• LAVORO RICHIESTO
Nell'estratto sul film Road to L., dove trova Roberto Leggio il manoscritto firmato “Granpa Theo”?

• ESTRATTO

◆ ◆ ◆

2002: il regista Roberto Leggio scova, in una bancarella di Montecatini, un manoscritto in inglese firmato “Granpa Theo”, uno degli svariati pseudonimi usati da Lovecraft nella sua carriera. Si tratta di un diario di viaggio e sembra indicare, contrariamente a quanto sostenuto dalle biografie ufficiali, secondo le quali Lovecraft non si sarebbe mai mosso dall’America del Nord, la concreta possibilità che lo scrittore abbia viaggiato e soggiornato in Veneto, in prossimità del delta del Po, in una misteriosa località indicata come “L.”. In tale manoscritto si fa esplicito riferimento alla tradizione popolare del “Filò”.

2004: Roberto Leggio, insieme a Federico Greco ed a David Purvis, iniziano a lavorare ad un documentario che, nelle loro intenzioni, dovrebbe approfondire e confermare l’ipotesi del viaggio in Polesine di Lovecraft. L’ostilità della popolazione locale unita alla scoperta della scomparsa dello studente e ad una serie di inquietanti circostanze li condurranno all’interno del mondo chiuso e minaccioso della profonda provincia veneta, che tanto sembra avere in comune con quelli descritti dal “solitario di Providence”.

Caso più unico che raro di mockumentary (dall’inglese mock= falso e documentary= documentario) in cui la componente finzionale viene non di rado superata da quella veridica (con differenze sostanziali rispetto a predecessori più o meno illustri come F for fake di Orson Welles, 1974, Cannibal Holocaust di Ruggero Deodato, 1979 o The Blair Witch Project di Daniel Myrick ed Eduardo Sanchez, 1999). In Road to L., alcuni degli avvenimenti descritti, soprattutto lo spunto di partenza, cioè il ritrovamento del manoscritto, hanno una loro radice di attendibilità. L’intenzione iniziale degli autori di verificare e quindi di documentare la loro ipotesi, vale a dire la ricerca di un tipo di verità intesa come mero fatto o come dato oggettivo, viene a scontrarsi con tutta una serie di elementi e variabili che ne modificano strutturalmente gli esiti inizialmente previsti. Nel mondo in cui entrano, i confini fra visibile ed invisibile, fra reale ed immaginario, divengono sempre più labili, indiscernibili. Il documentario che intendono realizzare[1] deve mutare per risultare verosimile, giacché la realtà con cui i nostri si scontrano lo è sempre meno. Solo il racconto di finzione, paradossalmente, sembra in grado di diventare testimonianza verosimile di una realtà che pare aver smarrito ogni coordinata di senso. In altre parole, non si può “documentare” il mistero se non trasfigurandolo.

◆ ◆ ◆

• Una serie di record
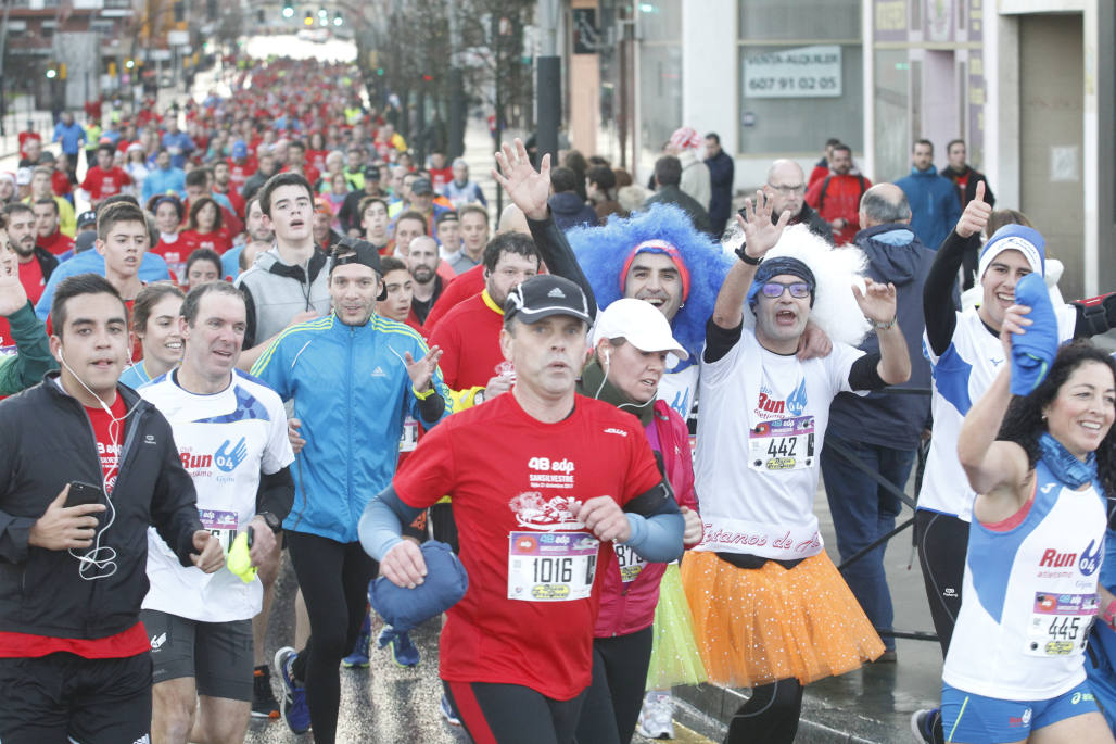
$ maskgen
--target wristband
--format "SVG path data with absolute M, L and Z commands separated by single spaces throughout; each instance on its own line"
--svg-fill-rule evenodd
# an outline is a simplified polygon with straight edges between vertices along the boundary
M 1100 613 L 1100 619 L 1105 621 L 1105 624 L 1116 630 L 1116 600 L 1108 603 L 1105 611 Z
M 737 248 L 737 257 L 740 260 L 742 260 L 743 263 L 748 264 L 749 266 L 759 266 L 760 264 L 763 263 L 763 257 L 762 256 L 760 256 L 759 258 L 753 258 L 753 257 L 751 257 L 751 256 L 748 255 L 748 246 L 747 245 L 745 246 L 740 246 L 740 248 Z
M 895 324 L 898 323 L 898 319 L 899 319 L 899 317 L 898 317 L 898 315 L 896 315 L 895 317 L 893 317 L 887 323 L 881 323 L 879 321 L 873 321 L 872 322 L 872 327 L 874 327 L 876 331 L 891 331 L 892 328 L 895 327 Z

◆ ◆ ◆

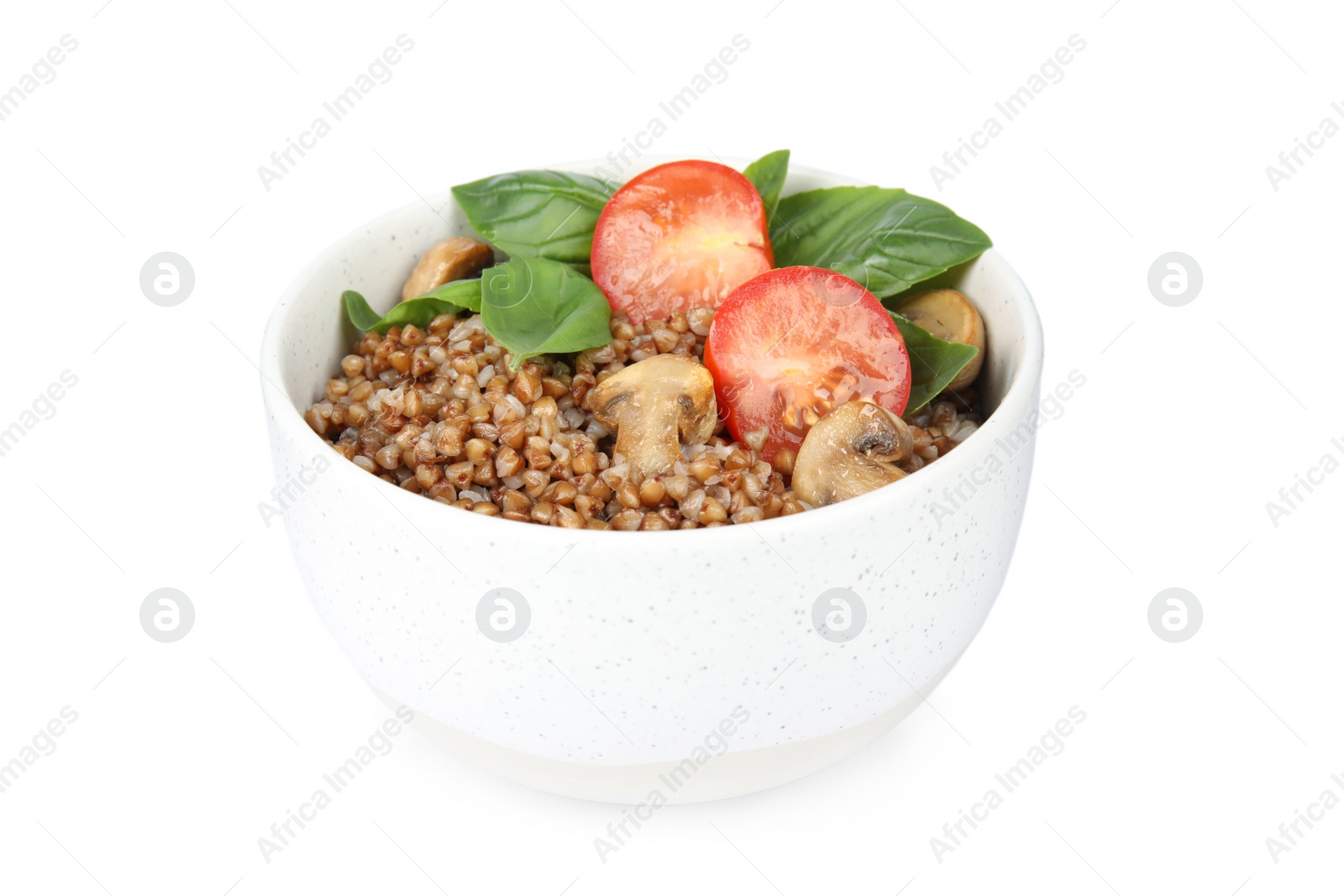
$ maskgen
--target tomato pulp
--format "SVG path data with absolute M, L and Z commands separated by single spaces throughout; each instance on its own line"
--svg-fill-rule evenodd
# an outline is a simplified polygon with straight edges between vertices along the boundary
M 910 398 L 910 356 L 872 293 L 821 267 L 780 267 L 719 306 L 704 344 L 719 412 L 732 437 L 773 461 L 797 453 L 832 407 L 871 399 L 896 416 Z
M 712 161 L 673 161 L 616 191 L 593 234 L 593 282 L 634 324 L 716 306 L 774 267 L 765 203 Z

◆ ◆ ◆

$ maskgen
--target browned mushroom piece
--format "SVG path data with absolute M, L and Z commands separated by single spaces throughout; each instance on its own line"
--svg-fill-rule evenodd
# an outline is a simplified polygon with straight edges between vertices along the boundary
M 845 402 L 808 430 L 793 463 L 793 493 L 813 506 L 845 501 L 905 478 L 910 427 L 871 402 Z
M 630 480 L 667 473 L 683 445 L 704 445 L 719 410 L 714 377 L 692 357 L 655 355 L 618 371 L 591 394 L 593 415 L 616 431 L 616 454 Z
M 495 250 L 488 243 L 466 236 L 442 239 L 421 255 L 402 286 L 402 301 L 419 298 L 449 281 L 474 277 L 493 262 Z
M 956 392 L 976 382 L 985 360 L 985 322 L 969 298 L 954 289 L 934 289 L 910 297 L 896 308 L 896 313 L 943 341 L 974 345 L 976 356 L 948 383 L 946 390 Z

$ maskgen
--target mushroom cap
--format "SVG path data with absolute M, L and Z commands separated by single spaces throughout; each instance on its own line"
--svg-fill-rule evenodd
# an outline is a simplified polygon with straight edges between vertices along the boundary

◆ ◆ ◆

• RISPOSTA
Su una bancarella di Montecatini.